**Given problem a:** Repeat every line of the image object location entries below exactly, leaving the pictures out of your answer.

**Document:**

Testing Guide

This guide covers testing conventions, patterns, and best practices for contributing tests to the Stickler project.

Overview

Stickler uses pytest as its testing framework with coverage for code coverage reporting. Tests run automatically on every push and pull request via GitHub Actions.

Test Organization

Directory Structure

tests/
├── structured_object_evaluator/   # Core evaluation tests (~80+ files)
│   ├── test_structured_model.py           # StructuredModel functionality
│   ├── test_comparators.py                # Comparator integration
│   ├── test_integration.py                # End-to-end flows
│   ├── test_edge_cases.py                 # Edge case handling
│   ├── test_hungarian_matching_*.py       # List matching tests
│   └── ...
├── common/
│   ├── comparators/               # Comparator unit tests
│   │   ├── test_exact.py
│   │   ├── test_numeric.py
│   │   ├── test_comparators.py
│   │   └── ...
│   └── algorithms/                # Algorithm tests
│       └── test_hungarian.py
└── reporting/
    └── html/                      # Report generation tests
        ├── test_html_reporter.py
        └── ...

Naming Conventions

Element	Convention	Example
Test files	`test_<feature>.py`	`test_comparators.py`
Test classes	`Test<Feature>`	`TestLevenshteinComparator`
Test functions	`test_<specific_behavior>`	`test_exact_match_returns_one`

Test Patterns

Pattern 1: Function-Based Tests (Simple Cases)

Use for simple, independent tests:

from stickler.comparators.levenshtein import LevenshteinComparator

def test_exact_match():
    """Test exact string match returns 1.0."""
    comparator = LevenshteinComparator()
    assert comparator.compare("hello", "hello") == 1.0

def test_completely_different():
    """Test completely different strings return low score."""
    comparator = LevenshteinComparator()
    score = comparator.compare("hello", "world")
    assert 0.0 <= score < 0.5

Use when tests share setup or test a single component:

import pytest
from stickler.comparators.levenshtein import LevenshteinComparator

class TestLevenshteinComparator:
    """Test cases for the LevenshteinComparator."""

    def setup_method(self):
        """Set up test fixtures for each test method."""
        self.comparator = LevenshteinComparator()

    def test_exact_match(self):
        """Test exact string match."""
        assert self.comparator.compare("hello", "hello") == 1.0

    def test_single_character_difference(self):
        """Test single character difference."""
        score = self.comparator.compare("hello", "hallo")
        assert 0.8 <= score < 1.0

    def test_empty_strings(self):
        """Test empty string comparison."""
        assert self.comparator.compare("", "") == 1.0

Pattern 3: Custom Model Fixtures (StructuredModel Tests)

**Given problem b:** Using the testing guide, decide whether each statement agrees with it: (i) Stickler uses pytest as its testing framework. (ii) Tests run automatically only on pull requests. (iii) Function-based tests are meant for simple, independent tests. Answer yes or no for each and quote the deciding words.

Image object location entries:

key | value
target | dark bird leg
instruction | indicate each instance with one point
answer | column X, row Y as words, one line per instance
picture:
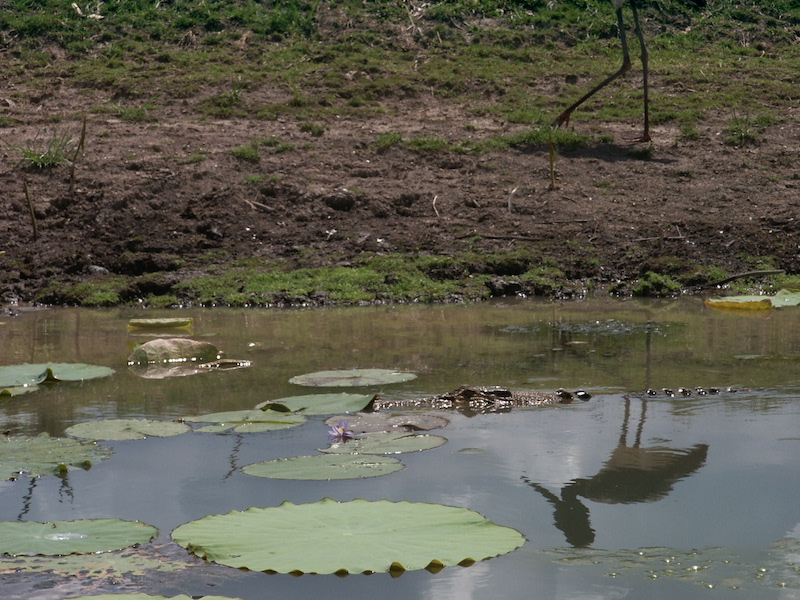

**Exercise solution a:**
key | value
target | dark bird leg
instruction | indicate each instance with one point
answer | column X, row Y as words, one line per instance
picture:

**Exercise solution b:**
(i) Yes: "Stickler uses pytest as its testing framework"
(ii) No: "Tests run automatically on every push and pull request via GitHub Actions."
(iii) Yes: "Use for simple, independent tests"